- JOB -
Copy out each of the rows below word for word, without changing anything.

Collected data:
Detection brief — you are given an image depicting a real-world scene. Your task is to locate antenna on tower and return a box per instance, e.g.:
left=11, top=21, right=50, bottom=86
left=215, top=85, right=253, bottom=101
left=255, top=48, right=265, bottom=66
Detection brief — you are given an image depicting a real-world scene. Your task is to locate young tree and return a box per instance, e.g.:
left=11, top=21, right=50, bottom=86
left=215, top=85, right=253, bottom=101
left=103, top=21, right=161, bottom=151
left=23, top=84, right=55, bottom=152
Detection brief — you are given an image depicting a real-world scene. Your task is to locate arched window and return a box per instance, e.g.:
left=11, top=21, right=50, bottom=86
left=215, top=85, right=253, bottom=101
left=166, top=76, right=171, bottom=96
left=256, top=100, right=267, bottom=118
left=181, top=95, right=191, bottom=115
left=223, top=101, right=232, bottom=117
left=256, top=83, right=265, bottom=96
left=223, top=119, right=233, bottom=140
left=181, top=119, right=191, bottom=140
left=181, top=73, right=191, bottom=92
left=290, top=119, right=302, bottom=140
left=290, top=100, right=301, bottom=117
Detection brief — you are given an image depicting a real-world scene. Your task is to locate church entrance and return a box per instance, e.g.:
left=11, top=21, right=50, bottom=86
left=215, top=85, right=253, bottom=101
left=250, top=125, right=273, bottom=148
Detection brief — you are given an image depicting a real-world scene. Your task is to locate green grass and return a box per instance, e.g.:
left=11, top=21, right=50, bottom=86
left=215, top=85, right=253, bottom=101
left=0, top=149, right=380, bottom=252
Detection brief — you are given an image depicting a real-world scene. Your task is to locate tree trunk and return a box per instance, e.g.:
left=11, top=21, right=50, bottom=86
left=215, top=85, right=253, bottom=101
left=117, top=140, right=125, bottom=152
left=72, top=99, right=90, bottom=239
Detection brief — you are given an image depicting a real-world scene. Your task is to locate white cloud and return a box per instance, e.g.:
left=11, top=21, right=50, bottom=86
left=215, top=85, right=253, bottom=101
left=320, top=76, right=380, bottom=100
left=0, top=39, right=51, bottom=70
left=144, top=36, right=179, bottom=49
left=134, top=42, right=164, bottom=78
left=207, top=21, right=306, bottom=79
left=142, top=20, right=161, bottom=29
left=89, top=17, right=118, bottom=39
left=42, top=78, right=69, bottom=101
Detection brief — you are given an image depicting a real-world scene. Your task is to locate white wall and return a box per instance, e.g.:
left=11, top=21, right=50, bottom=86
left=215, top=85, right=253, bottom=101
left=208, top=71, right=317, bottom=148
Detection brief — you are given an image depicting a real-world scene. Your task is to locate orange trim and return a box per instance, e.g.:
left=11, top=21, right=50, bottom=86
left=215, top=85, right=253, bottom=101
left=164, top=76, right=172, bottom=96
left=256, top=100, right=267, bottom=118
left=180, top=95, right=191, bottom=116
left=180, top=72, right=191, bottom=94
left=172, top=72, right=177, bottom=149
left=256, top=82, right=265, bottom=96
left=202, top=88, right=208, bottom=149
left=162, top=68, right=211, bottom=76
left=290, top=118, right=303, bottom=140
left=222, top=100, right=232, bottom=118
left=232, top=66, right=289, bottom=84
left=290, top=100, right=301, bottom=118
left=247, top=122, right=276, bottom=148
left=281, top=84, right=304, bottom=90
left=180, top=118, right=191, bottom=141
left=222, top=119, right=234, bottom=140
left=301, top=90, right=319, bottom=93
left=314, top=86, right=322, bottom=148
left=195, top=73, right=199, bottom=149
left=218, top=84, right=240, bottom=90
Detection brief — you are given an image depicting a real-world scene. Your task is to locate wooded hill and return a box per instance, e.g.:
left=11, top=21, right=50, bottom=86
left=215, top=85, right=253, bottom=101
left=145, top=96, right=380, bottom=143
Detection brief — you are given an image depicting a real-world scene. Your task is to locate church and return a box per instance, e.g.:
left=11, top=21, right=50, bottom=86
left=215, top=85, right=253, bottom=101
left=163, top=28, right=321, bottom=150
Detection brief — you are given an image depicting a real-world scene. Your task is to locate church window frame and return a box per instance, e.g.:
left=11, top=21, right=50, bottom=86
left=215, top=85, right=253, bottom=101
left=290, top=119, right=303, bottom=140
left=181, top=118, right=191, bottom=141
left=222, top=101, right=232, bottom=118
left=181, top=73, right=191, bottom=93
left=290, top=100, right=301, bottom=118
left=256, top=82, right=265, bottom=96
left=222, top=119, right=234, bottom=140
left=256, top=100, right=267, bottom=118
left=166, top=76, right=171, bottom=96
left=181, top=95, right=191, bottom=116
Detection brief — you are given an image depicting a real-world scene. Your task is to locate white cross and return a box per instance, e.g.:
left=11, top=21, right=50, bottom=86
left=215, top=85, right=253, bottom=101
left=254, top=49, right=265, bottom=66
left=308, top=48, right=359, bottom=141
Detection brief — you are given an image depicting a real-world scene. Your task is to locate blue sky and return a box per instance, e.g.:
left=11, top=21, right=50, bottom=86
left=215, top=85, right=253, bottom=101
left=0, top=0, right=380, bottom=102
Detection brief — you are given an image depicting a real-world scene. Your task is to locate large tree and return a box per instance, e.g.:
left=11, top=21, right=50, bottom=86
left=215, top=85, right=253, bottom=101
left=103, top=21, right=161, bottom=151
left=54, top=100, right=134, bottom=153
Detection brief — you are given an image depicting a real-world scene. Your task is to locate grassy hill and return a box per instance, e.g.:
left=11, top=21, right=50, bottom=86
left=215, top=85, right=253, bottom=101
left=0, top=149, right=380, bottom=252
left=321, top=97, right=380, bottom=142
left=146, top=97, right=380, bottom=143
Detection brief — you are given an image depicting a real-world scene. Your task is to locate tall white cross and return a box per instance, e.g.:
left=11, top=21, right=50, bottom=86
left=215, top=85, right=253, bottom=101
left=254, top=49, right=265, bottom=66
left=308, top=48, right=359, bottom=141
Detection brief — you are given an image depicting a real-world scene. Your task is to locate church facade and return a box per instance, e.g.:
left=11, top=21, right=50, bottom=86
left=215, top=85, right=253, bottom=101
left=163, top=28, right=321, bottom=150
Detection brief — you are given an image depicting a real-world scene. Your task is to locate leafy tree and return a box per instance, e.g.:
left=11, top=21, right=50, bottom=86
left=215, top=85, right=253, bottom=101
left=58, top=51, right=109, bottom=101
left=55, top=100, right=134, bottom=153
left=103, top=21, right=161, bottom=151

- FINISHED TASK -
Detection brief — you are given an image depicting a real-world scene. Your task is to locate antenna on tower and return a box per instance, e.g.:
left=11, top=21, right=50, bottom=86
left=215, top=85, right=253, bottom=101
left=255, top=48, right=265, bottom=66
Detection brief — you are given an image depicting a real-world scene. Your task is to locate young tree and return a box per instance, e.g.:
left=11, top=21, right=50, bottom=86
left=215, top=85, right=253, bottom=101
left=103, top=21, right=161, bottom=151
left=23, top=84, right=55, bottom=152
Detection brief — you are given an image depicting a real-world scene. Your task is to locate arched window and return a box per instance, e.g.:
left=11, top=21, right=50, bottom=86
left=215, top=85, right=253, bottom=101
left=166, top=76, right=171, bottom=96
left=256, top=100, right=267, bottom=118
left=181, top=95, right=191, bottom=115
left=223, top=101, right=232, bottom=117
left=256, top=83, right=265, bottom=96
left=223, top=119, right=233, bottom=140
left=181, top=119, right=191, bottom=140
left=181, top=73, right=191, bottom=92
left=290, top=119, right=302, bottom=140
left=290, top=100, right=301, bottom=117
Detection brief — you are given an image depicting a real-world scene. Your task is to locate church entrance and return a box per instance, e.g.:
left=11, top=21, right=50, bottom=86
left=215, top=85, right=253, bottom=101
left=250, top=125, right=273, bottom=148
Detection brief — you are given an image depicting a real-world scene. Your task is to locate green grass and return a box per instance, e.g.:
left=11, top=21, right=50, bottom=86
left=215, top=85, right=253, bottom=101
left=0, top=149, right=380, bottom=252
Detection brief — you are given an image depicting a real-world scene. Your task is to locate tree trunk and return a box per instance, e.g.:
left=11, top=21, right=50, bottom=86
left=215, top=85, right=253, bottom=101
left=117, top=140, right=125, bottom=152
left=72, top=99, right=90, bottom=239
Detection brief — you are given an image depicting a real-world scene. Your task is to locate white cloud and return a box per instance, e.g.:
left=11, top=21, right=50, bottom=86
left=215, top=85, right=253, bottom=101
left=320, top=76, right=380, bottom=100
left=0, top=39, right=51, bottom=70
left=144, top=36, right=179, bottom=49
left=134, top=42, right=164, bottom=78
left=207, top=21, right=306, bottom=79
left=142, top=20, right=161, bottom=29
left=89, top=17, right=118, bottom=39
left=42, top=78, right=69, bottom=101
Detection brief — you are given an image depicting a real-world scene. Your task is to locate white wall and return a box per instance, e.g.:
left=11, top=21, right=50, bottom=86
left=215, top=85, right=253, bottom=101
left=208, top=71, right=317, bottom=148
Detection brief — you are given an image depicting a real-world scene. Your task is to locate orange trim and return a box per instance, e.g.:
left=11, top=21, right=50, bottom=86
left=215, top=85, right=253, bottom=101
left=164, top=76, right=172, bottom=96
left=256, top=100, right=267, bottom=118
left=180, top=95, right=191, bottom=116
left=180, top=72, right=191, bottom=94
left=172, top=72, right=177, bottom=149
left=256, top=82, right=265, bottom=96
left=202, top=88, right=208, bottom=149
left=162, top=68, right=211, bottom=76
left=290, top=118, right=303, bottom=140
left=222, top=100, right=232, bottom=118
left=232, top=66, right=289, bottom=84
left=290, top=100, right=301, bottom=118
left=247, top=122, right=276, bottom=148
left=281, top=84, right=304, bottom=90
left=180, top=118, right=191, bottom=141
left=222, top=119, right=234, bottom=140
left=301, top=90, right=319, bottom=93
left=314, top=86, right=322, bottom=148
left=195, top=73, right=199, bottom=149
left=218, top=84, right=240, bottom=90
Detection brief — you are given an image depicting a real-world scene. Your task is to locate wooded hill and return a box per instance, e.g.:
left=11, top=21, right=50, bottom=86
left=215, top=85, right=253, bottom=101
left=145, top=96, right=380, bottom=143
Detection brief — you are given an image depicting a real-world scene. Your task is to locate church and return a box per instance, e.g.:
left=11, top=21, right=50, bottom=86
left=215, top=85, right=253, bottom=101
left=163, top=28, right=321, bottom=150
Detection brief — you are given an image depicting a real-world scene. Your task is to locate church window frame and return a box per instance, e.g.:
left=11, top=21, right=50, bottom=86
left=215, top=85, right=253, bottom=101
left=290, top=119, right=303, bottom=140
left=181, top=118, right=191, bottom=141
left=222, top=101, right=232, bottom=118
left=181, top=73, right=191, bottom=93
left=290, top=100, right=301, bottom=118
left=256, top=82, right=265, bottom=96
left=222, top=119, right=234, bottom=140
left=256, top=100, right=267, bottom=118
left=166, top=76, right=171, bottom=96
left=181, top=95, right=191, bottom=116
Detection brief — you are given an image depicting a real-world scene. Your task is to locate white cross and return a box per instance, e.g.:
left=11, top=21, right=50, bottom=86
left=215, top=85, right=253, bottom=101
left=254, top=49, right=265, bottom=66
left=308, top=48, right=359, bottom=141
Detection brief — you are given an image depicting a real-world scene. Your task is to locate blue sky and return a box per instance, e.g.:
left=11, top=21, right=50, bottom=86
left=215, top=85, right=253, bottom=101
left=0, top=0, right=380, bottom=102
Detection brief — you are given an image depicting a real-world scene. Your task is to locate large tree and return a box per instance, e.g.:
left=11, top=21, right=50, bottom=86
left=215, top=85, right=253, bottom=101
left=103, top=21, right=161, bottom=151
left=54, top=100, right=134, bottom=153
Detection brief — you are given an image depicting a real-world scene. Your task is to locate grassy hill and return a box per instance, e.g.:
left=11, top=21, right=50, bottom=86
left=215, top=85, right=253, bottom=101
left=0, top=149, right=380, bottom=252
left=321, top=97, right=380, bottom=142
left=146, top=97, right=380, bottom=143
Detection brief — you are given an image depicting a real-world scene. Your task is to locate tall white cross and return a box per instance, e.g.:
left=11, top=21, right=50, bottom=86
left=215, top=85, right=253, bottom=101
left=254, top=49, right=265, bottom=66
left=308, top=48, right=359, bottom=141
Detection brief — you are given an image depicting a real-world scene. Your task is to locate church facade and return a box per instance, e.g.:
left=11, top=21, right=50, bottom=86
left=215, top=85, right=253, bottom=101
left=163, top=28, right=321, bottom=150
Detection brief — you are given an image depicting a real-world scene. Your task is to locate leafy tree and return a box per instance, e.g.:
left=11, top=21, right=50, bottom=86
left=215, top=85, right=253, bottom=101
left=58, top=51, right=109, bottom=101
left=55, top=100, right=134, bottom=153
left=103, top=21, right=161, bottom=151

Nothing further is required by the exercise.